▶ [ACTIVITY]: Among the records, find the lines that hold the string "boot" and return them.

▶ [MATERIAL TO PROCESS]:
************

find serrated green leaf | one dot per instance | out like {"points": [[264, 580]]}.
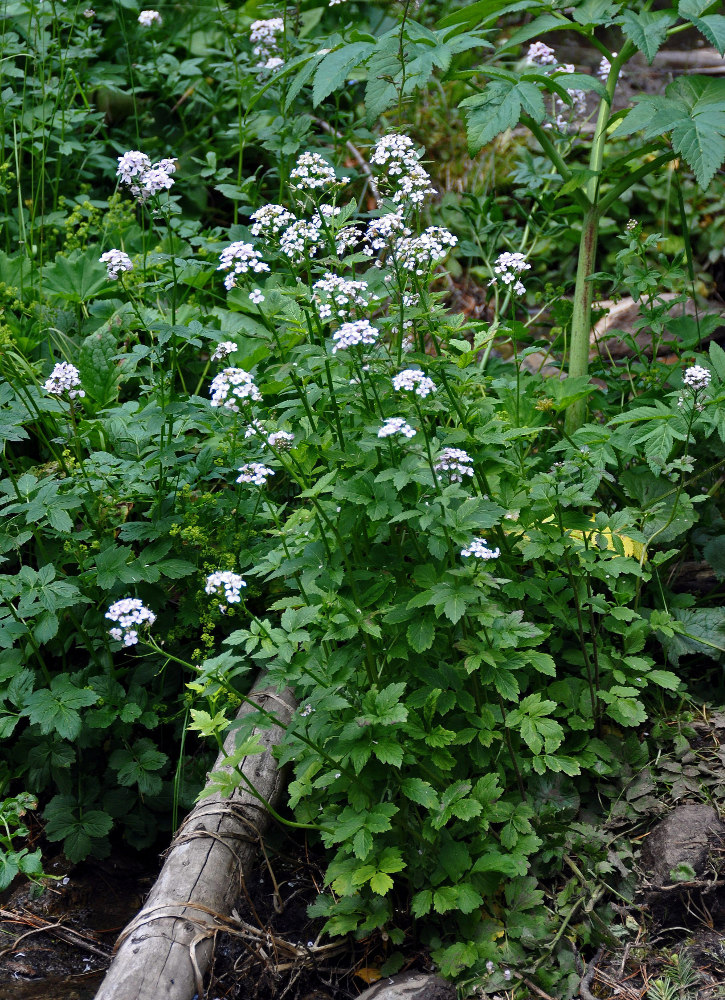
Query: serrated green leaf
{"points": [[419, 791], [334, 69], [381, 883], [420, 634], [98, 371], [717, 359], [693, 111], [646, 29], [498, 108], [421, 903]]}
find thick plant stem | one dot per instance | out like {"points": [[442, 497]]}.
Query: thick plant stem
{"points": [[581, 320]]}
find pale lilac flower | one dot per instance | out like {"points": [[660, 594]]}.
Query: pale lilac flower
{"points": [[225, 584], [270, 220], [281, 440], [403, 178], [64, 380], [456, 463], [353, 334], [507, 268], [696, 378], [539, 54], [479, 548], [301, 240], [149, 18], [130, 614], [254, 472], [232, 385], [240, 258], [418, 254], [413, 380], [224, 349], [339, 296], [263, 36], [144, 178], [116, 261], [396, 425], [313, 172]]}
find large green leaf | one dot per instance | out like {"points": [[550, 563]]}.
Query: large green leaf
{"points": [[98, 370], [692, 109], [486, 10], [335, 68], [76, 278], [498, 108], [712, 26], [647, 29]]}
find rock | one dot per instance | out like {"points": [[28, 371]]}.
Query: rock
{"points": [[410, 986], [686, 836]]}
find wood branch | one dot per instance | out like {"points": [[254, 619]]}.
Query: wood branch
{"points": [[165, 951], [410, 986]]}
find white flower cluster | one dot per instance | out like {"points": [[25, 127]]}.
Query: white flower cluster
{"points": [[353, 334], [339, 296], [64, 380], [566, 113], [312, 171], [263, 36], [231, 385], [396, 425], [144, 178], [419, 254], [404, 179], [223, 350], [479, 548], [225, 584], [507, 268], [148, 18], [413, 380], [270, 220], [456, 463], [130, 614], [254, 472], [302, 240], [381, 232], [116, 261], [540, 54], [240, 258], [281, 440], [697, 378]]}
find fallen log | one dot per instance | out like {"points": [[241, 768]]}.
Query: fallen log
{"points": [[167, 947], [410, 986]]}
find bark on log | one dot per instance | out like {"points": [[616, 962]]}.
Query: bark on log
{"points": [[163, 953], [410, 986]]}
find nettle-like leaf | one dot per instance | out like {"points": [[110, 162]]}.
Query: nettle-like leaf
{"points": [[692, 110], [647, 29], [712, 26], [55, 709], [498, 108]]}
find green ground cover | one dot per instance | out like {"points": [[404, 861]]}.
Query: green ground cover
{"points": [[243, 429]]}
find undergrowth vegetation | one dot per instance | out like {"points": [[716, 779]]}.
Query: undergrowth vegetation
{"points": [[244, 429]]}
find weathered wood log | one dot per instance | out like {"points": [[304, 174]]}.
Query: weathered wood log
{"points": [[410, 986], [163, 953]]}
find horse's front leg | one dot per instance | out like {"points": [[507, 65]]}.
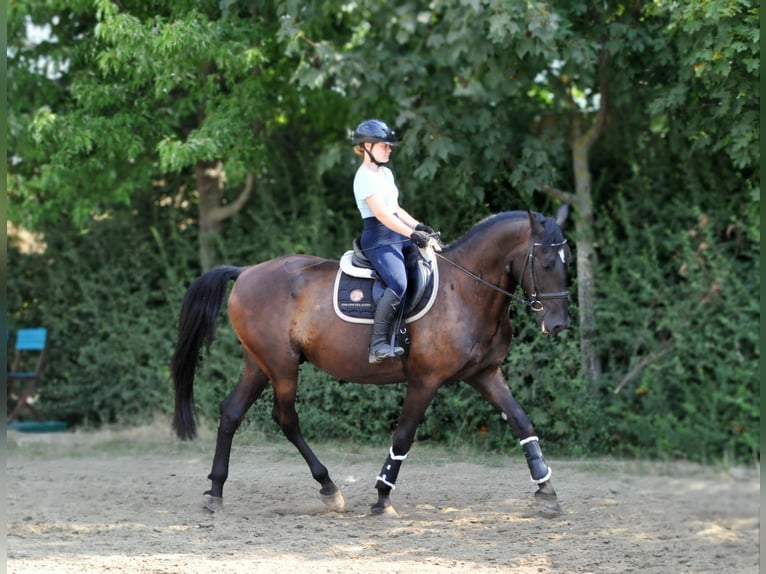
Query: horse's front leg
{"points": [[233, 409], [493, 387], [416, 401]]}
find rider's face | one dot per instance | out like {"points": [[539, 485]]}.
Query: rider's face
{"points": [[380, 151]]}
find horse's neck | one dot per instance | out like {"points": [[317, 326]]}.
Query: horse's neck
{"points": [[487, 254]]}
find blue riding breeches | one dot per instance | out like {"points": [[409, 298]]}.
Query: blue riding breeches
{"points": [[385, 249]]}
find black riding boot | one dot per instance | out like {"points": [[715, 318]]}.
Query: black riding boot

************

▶ [COMPLETED TASK]:
find black riding boot | one dot per instance | out like {"points": [[715, 318]]}.
Query: black riding boot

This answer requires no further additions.